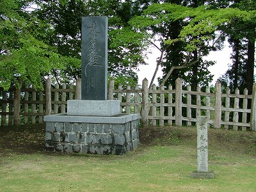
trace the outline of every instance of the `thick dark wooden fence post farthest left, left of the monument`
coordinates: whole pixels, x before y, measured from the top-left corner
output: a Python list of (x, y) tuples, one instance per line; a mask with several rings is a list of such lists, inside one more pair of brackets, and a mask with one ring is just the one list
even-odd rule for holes
[(19, 80), (19, 87), (15, 88), (14, 98), (13, 98), (13, 118), (14, 125), (20, 124), (20, 87), (22, 86), (22, 81)]

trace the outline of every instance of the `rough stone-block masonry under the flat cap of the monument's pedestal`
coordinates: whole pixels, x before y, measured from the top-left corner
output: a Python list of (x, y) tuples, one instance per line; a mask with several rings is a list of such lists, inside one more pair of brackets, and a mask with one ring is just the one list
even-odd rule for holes
[[(127, 118), (125, 118), (127, 119)], [(138, 147), (138, 120), (124, 124), (46, 122), (45, 150), (83, 154), (122, 155)], [(63, 124), (65, 129), (52, 127)], [(131, 126), (132, 124), (132, 126)]]

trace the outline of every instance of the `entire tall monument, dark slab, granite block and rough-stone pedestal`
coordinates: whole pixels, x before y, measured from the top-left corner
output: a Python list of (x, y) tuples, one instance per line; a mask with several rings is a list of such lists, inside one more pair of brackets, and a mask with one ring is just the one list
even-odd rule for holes
[(82, 18), (82, 100), (44, 116), (45, 150), (120, 155), (138, 147), (140, 115), (120, 114), (120, 101), (107, 100), (107, 40), (107, 17)]

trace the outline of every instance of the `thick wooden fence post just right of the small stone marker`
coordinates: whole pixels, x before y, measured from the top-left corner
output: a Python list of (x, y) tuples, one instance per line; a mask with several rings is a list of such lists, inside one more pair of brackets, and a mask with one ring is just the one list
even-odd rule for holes
[(214, 107), (214, 123), (213, 127), (221, 128), (221, 83), (215, 84), (215, 107)]

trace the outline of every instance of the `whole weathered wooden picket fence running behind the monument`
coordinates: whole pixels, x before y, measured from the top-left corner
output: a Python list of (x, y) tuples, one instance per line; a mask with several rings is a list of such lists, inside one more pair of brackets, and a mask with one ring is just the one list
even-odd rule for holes
[[(120, 100), (120, 113), (140, 113), (143, 127), (148, 125), (194, 125), (196, 117), (207, 116), (209, 126), (220, 129), (254, 130), (256, 124), (256, 99), (253, 86), (253, 94), (248, 95), (243, 90), (243, 95), (236, 89), (236, 93), (230, 94), (228, 88), (221, 88), (216, 83), (214, 88), (205, 88), (205, 92), (198, 87), (191, 91), (191, 86), (182, 89), (180, 79), (173, 86), (148, 89), (147, 79), (143, 80), (142, 87), (134, 89), (122, 85), (114, 88), (114, 82), (109, 82), (108, 99)], [(212, 90), (212, 91), (211, 91)], [(222, 93), (221, 92), (224, 92)], [(58, 84), (51, 86), (51, 80), (47, 79), (44, 91), (36, 91), (33, 88), (15, 89), (8, 92), (0, 90), (1, 125), (35, 124), (42, 123), (44, 115), (65, 113), (68, 99), (81, 99), (81, 80), (73, 84)], [(248, 108), (250, 106), (250, 108)], [(8, 122), (8, 123), (7, 123)]]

#### Exercise directions
Repeat the listing word for word. Leave images out.

#### Reply to the exercise
trace the outline of every instance of the `thick dark wooden fence post farthest left, left of the monument`
coordinates: whole pixels, x before y, measured from the top-left corner
output: a Python list of (x, y) tuples, one instance per line; a mask with several rings is a list of such lists, inside one more pair of brackets, and a mask with one ring is just the one list
even-odd rule for holes
[(19, 80), (19, 87), (15, 88), (14, 98), (13, 98), (13, 118), (14, 125), (20, 124), (20, 87), (22, 86), (22, 81)]

trace the outline of every instance of the `rough stone-block masonry under the flat cap of the monument's pedestal`
coordinates: whole pixels, x before y, measured from the top-left corner
output: a Python list of (x, y) tuples, one instance per line; a mask with several rings is a list of such lists, inside one more pair of brackets, and a mask with one ring is just the one list
even-odd rule for holes
[[(127, 118), (125, 118), (127, 119)], [(138, 147), (138, 120), (124, 124), (46, 122), (45, 150), (83, 154), (122, 155)], [(63, 124), (65, 129), (52, 127)], [(131, 126), (132, 124), (132, 126)]]

trace the outline of every instance of the `entire tall monument, dark slab, granite block and rough-stone pedestal`
coordinates: whole pixels, x before y, measured from the top-left corner
output: a Python list of (x, y) tuples, one instance per line; a mask with several rings is a list of such lists, inside one more pair of brackets, and a mask with one ring is just the one list
even-odd rule for holes
[(82, 18), (82, 100), (44, 116), (45, 150), (120, 155), (138, 147), (140, 115), (120, 114), (120, 101), (107, 100), (107, 40), (107, 17)]

trace the outline of every instance of the `thick wooden fence post just right of the small stone marker`
coordinates: whole pixels, x before y, measured from the top-left corner
output: a Python list of (x, y) tuples, one instance per line; a mask with several rings is a list of such lists, inside one more pair of brackets, and a mask with one ring is just the one list
even-odd rule for holes
[(214, 107), (214, 123), (213, 127), (221, 128), (221, 83), (215, 84), (215, 107)]

trace the outline of every instance of the `whole weathered wooden picket fence running behind the monument`
coordinates: whole pixels, x before y, measured from the top-left corner
output: a Python list of (x, y) tuples, one instance per line; a mask with several rings is a list of such lists, inside one more pair of brackets, and a mask with one ring is just the one list
even-odd rule for holes
[[(120, 100), (120, 113), (140, 113), (143, 127), (148, 125), (194, 125), (196, 117), (207, 116), (209, 126), (220, 129), (254, 130), (256, 124), (256, 99), (253, 86), (253, 94), (248, 95), (243, 90), (243, 95), (236, 89), (236, 93), (230, 94), (228, 88), (221, 88), (216, 83), (214, 88), (205, 88), (205, 92), (198, 87), (191, 91), (191, 86), (182, 89), (180, 79), (173, 86), (148, 89), (147, 79), (143, 80), (142, 87), (134, 89), (122, 85), (114, 88), (114, 82), (109, 82), (108, 99)], [(212, 90), (212, 91), (211, 91)], [(222, 93), (221, 92), (224, 92)], [(58, 84), (51, 86), (51, 80), (47, 79), (44, 91), (36, 91), (33, 88), (15, 89), (8, 92), (0, 90), (1, 125), (35, 124), (42, 123), (44, 115), (65, 113), (68, 99), (81, 99), (81, 80), (73, 84)], [(248, 108), (250, 106), (250, 108)], [(8, 122), (8, 123), (7, 123)]]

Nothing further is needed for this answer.